### AIM OF THE EXERCISE
Please carry on the piece below about whether a Jedi could beat a Dalek, starting right after its last sentence.

### EXTRACTED TEXT
*-*-*

The second one, though, would probably fare better. Telekinesis could keep the Dalek's gunstick pointing in the wrong direction (or spin the Dalek's middle section around to face away) long enough for the Jedi to get into lightsaber range...and lightsabers, traditionally speaking, have been shown to be able to cut through anything. (We could argue the strength of the force-field at the lightsaber's core versus the strength of the force-field surrounding the Dalek (as exhibited in 'Doomsday', natch) but it'd be a moot point. There's not enough evidence to judge, and writerly fiat would trump real-world physics here.) So basically, the Jedi could slice up the Dalek like a layer cake, albeit a large one with a very hideous exotic dancer inside.

So the answer is ultimately "yes". After a particularly hideous casualty to serve as a tactical lesson, a Jedi could take on a Dalek. The only problem is...there's very rarely just "a" Dalek. The Dalek philosophy tends to be, "Why send in a Dalek when you can send in two thousand Daleks to do the same job?" They're also not shy on using strategies that involve expendable Dalek troops. So after the first few Daleks bite it, the Daleks are either going to attack in numbers too massive for the Jedi to deal with, or they're just going to start self-destructing whenever a Jedi gets close to them and banking on the fact that they have more Daleks than the Jedi do Jedi. ("Jedi Do Jedi" is, of course, a fanfilm that Lucas came down pretty hard on with the cease and desists.)

If you want, you can factor in the Jedi Mind Trick, but let's face it--the Jedi Mind Trick never works in the big fights. In 'Feng Shui' terms, it succeeds against unnamed characters only. Random Dalek that you have to distract so that you can sneak past? Weak-willed. Angry Dalek exploding six inches away from you? Bad news for the Jedi.

*-*-*

### DATA SEGMENT
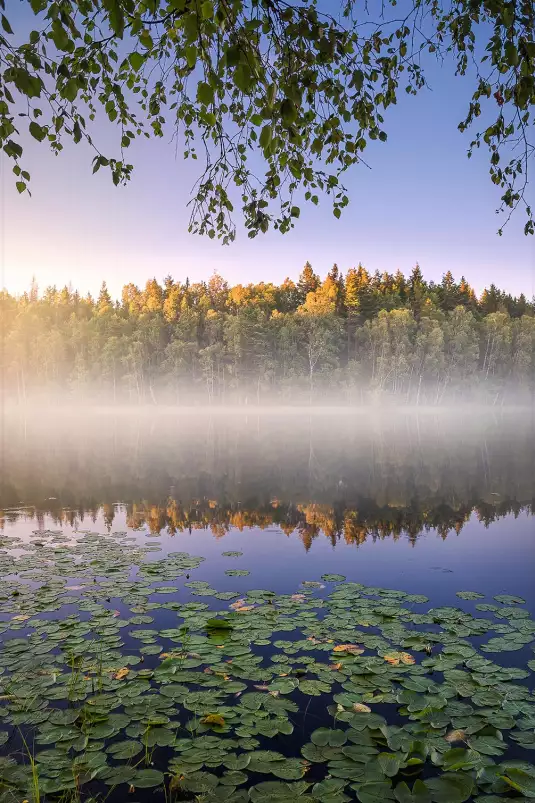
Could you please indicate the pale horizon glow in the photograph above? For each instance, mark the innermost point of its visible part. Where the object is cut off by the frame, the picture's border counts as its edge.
(422, 201)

*-*-*

### RESPONSE TO THIS TASK
Ultimately, I think that the Daleks would win through overwhelming force, which is pretty much did in the Jedi order last time, too. Be fun to watch, though.

15 comments:

Jugularjosh said...

I can't believe that I've become that guy who posts on a blog that he reads but has never previously posted to say, "Your analysis of Dalek vs. Jedi was deeply flawed!", and yet here I am.

Even as a kid, watching them Saturday nights on Public television, I could never take the Daleks seriously. You can't lose in every appearance and still be a credible threat. I remember a 4th Doctor story where he blinds a Dalek by hanging his floppy hat on its eyestalk, then takes a merry-go-round ride on it as it spins around impotently. In Journey's End, I thought Rose and Sarah Jane were riding along the Dalek, my wife thought they were pushing it along the floor, but either way, it doesn't seem like these things should engender the pants-wetting terror we always see from the main characters. Oh noes, Daleks are invading! Just like they did last year. And the year before that. And, yes, Virginia, the year before that. I think we'll manage.

And, of course, part of that is due to the structure of the show. If the Daleks win big, there's not going to BE any show. However, I think you're giving short shrift to the Jedi.

The Jedi have been all over the place with regard to power level. It seems that you limited them to what was seen in the movies, and I'll do so too, with one exception that's to the Dalek's advantage. In the novelization of Revenge of the Sith, which was as superb as the movie was awful, author Mathew Stover states that the reason that the clones fared so well against the Jedi was that they acted without malice, and there was nothing to tip off the Jedi's precognition. The same factor would almost certainly be in play with the Daleks.

...and I'll pause at this moment to say that I thought it was odd that you used an example from Feng Shui, because that's not the most well-known frame of reference. Then I clicked around and saw you had written all of my favorite supplements for it. So, you rock!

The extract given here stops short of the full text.